* [Supplied data]
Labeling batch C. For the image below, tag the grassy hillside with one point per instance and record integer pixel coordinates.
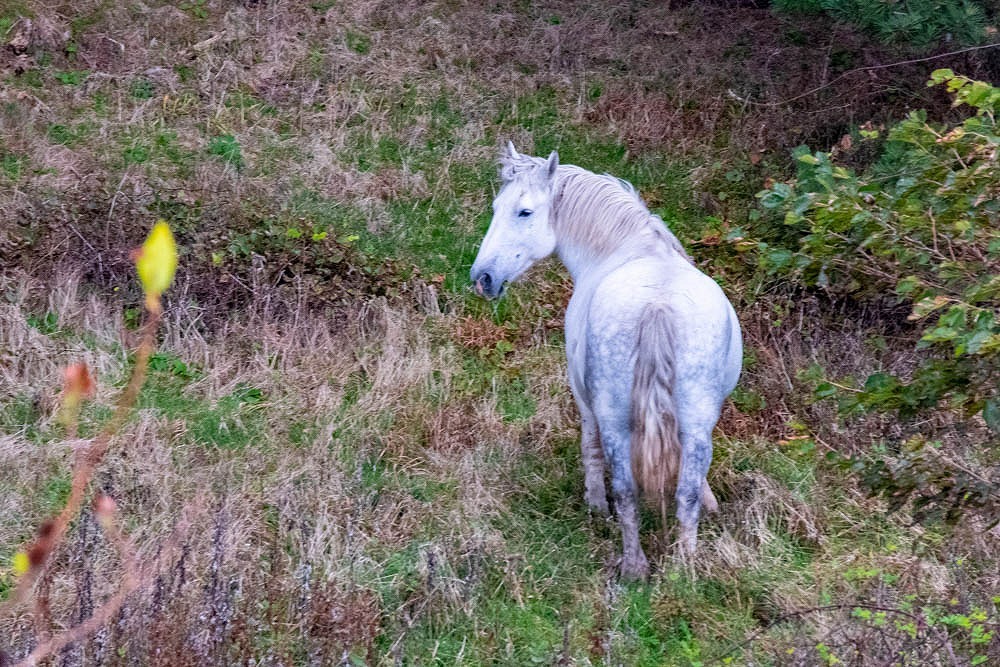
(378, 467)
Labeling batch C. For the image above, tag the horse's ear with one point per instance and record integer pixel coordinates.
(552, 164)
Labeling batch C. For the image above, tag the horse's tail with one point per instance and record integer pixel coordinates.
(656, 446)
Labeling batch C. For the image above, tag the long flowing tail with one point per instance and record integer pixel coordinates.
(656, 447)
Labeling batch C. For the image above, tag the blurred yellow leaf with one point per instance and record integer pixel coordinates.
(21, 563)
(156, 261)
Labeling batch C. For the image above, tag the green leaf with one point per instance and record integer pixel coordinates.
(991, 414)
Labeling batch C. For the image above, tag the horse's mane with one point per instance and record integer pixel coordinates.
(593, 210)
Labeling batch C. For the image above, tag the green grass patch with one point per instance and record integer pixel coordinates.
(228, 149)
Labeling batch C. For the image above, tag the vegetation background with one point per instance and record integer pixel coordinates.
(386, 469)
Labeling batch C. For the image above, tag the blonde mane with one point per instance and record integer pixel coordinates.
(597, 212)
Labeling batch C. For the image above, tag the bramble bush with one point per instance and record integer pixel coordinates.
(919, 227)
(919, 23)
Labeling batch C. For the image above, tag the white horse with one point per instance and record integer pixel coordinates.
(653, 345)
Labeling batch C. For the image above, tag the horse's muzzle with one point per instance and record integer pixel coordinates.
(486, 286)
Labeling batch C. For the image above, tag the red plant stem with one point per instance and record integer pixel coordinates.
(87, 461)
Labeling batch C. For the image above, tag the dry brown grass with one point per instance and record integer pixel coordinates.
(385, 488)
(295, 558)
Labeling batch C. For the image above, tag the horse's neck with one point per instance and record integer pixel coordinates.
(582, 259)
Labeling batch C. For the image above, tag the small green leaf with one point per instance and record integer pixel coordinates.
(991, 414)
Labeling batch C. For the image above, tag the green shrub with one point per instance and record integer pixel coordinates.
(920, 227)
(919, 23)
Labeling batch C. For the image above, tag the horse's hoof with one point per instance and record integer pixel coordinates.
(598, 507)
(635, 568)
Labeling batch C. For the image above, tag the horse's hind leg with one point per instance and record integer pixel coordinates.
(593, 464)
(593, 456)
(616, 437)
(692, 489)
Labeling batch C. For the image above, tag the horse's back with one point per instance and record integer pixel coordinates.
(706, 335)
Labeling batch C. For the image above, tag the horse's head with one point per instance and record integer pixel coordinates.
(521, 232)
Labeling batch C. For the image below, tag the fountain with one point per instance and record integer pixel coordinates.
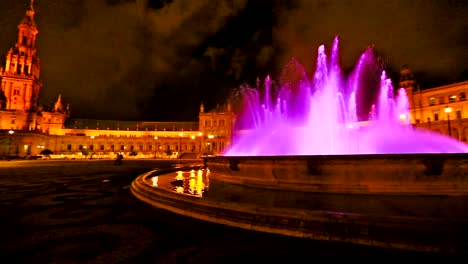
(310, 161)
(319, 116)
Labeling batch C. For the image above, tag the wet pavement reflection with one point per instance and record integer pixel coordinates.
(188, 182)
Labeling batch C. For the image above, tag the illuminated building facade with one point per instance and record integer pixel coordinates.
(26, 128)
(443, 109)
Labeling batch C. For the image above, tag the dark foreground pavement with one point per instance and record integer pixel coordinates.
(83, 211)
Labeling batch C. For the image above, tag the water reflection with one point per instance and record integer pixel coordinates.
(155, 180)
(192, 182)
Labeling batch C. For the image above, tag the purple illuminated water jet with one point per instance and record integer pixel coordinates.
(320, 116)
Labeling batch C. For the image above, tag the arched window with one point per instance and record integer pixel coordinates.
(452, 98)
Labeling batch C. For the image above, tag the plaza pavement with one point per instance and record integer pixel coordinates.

* [Task details] Transcribe the records above exactly and drop every picture.

* [Result below]
Labeling batch C. For the image below, tag the grassy hillside with one point per instance and record integer pixel coordinates.
(378, 467)
Labeling batch C. For the image above, tag the horse's ear with one point per instance and record integer pixel coordinates.
(552, 164)
Labeling batch C. For the image above, tag the horse's tail with one point per instance and record integer pixel coordinates.
(656, 446)
Labeling batch C. For the image above, tag the long flowing tail with one point per instance and record integer pixel coordinates.
(656, 447)
Labeling batch C. For the image above, tag the blurred yellow leaf with one point per instance and record integer pixel coordinates.
(21, 563)
(156, 261)
Labeling batch C. For the image above, tag the green leaf with one point per instance and record integer pixel coordinates.
(991, 414)
Labeling batch C. For the image above, tag the horse's mane with one point per instance and record integer pixel coordinates.
(593, 210)
Labeling batch C. For the image above, tag the green grass patch with one point per instance and record integer pixel coordinates.
(228, 149)
Labeling batch C. For the image above, tag the vegetation background with one point per instance and record integer pixel coordinates.
(386, 469)
Labeling batch C. For the image above, tag the blonde mane with one point per instance and record integer pixel coordinates.
(597, 212)
Labeling batch C. For the image above, tag the bramble bush with one point per instance and record integer pixel coordinates.
(919, 227)
(919, 23)
Labeling batch C. For the image above, tag the white horse with one point per instance and record integer pixel coordinates.
(653, 345)
Labeling batch C. For the image above, tag the horse's muzzle with one point per instance and record integer pixel coordinates.
(486, 286)
Labeling batch C. For the image above, tag the red plant stem with one point per instance and record integer pixel coordinates.
(87, 461)
Labeling batch C. For the image above, tag the dry brown grass with one point per instance and record integer pixel coordinates.
(385, 488)
(295, 558)
Labeling batch C. For the image above, tag the horse's neck with one point per instance and record integer pixel coordinates.
(582, 259)
Labeling batch C. For the image above, tag the small green leaf with one point per instance and record integer pixel coordinates.
(991, 414)
Labeling batch C. For the image above, tag the green shrub with one point per instance and record integer pixel coordinates.
(920, 227)
(919, 23)
Labeling batch C. For the image above, tag the horse's hoof with one point per instance and record integer pixel coordinates.
(598, 507)
(635, 568)
Labeling batch C. For the image above, tag the horse's hind leg with one point per instance and record integer pixel coordinates.
(593, 464)
(593, 456)
(616, 437)
(692, 489)
Labeling batch C. For the image above, tag the horse's back with one point per instance and record integer pixel coordinates.
(706, 335)
Labeling batch C. For the image above, tag the horse's head with one point per instance and record integer pixel coordinates.
(521, 232)
Labeling batch C. For the image below, tag the fountain with one point per instance and record integer pixel coordinates.
(310, 161)
(319, 116)
Labeling batch C. For the image above, tag the wet pavement reflection with one point per instance and record integer pixel coordinates.
(188, 182)
Labeling batch C. For the image above, tag the illuminated building facade with one point per instance and record integer pixel coordinates.
(26, 128)
(443, 109)
Labeling batch C. For the image above, tag the dark foreground pavement with one point per instance and record integer pixel coordinates.
(83, 211)
Labeling batch C. For the image above, tag the water reflection with one point per instance and record integer pixel coordinates.
(155, 180)
(192, 182)
Labeling batch C. For the image above, tag the purple illuminated water jet with one point per instance and record integer pixel coordinates.
(320, 116)
Labeling batch C. For the image above, tag the arched window with one point per instance and record integer pixel coordinates.
(452, 98)
Labeling batch C. For the image above, tag the plaza pavement with one point per instance and record integer pixel coordinates.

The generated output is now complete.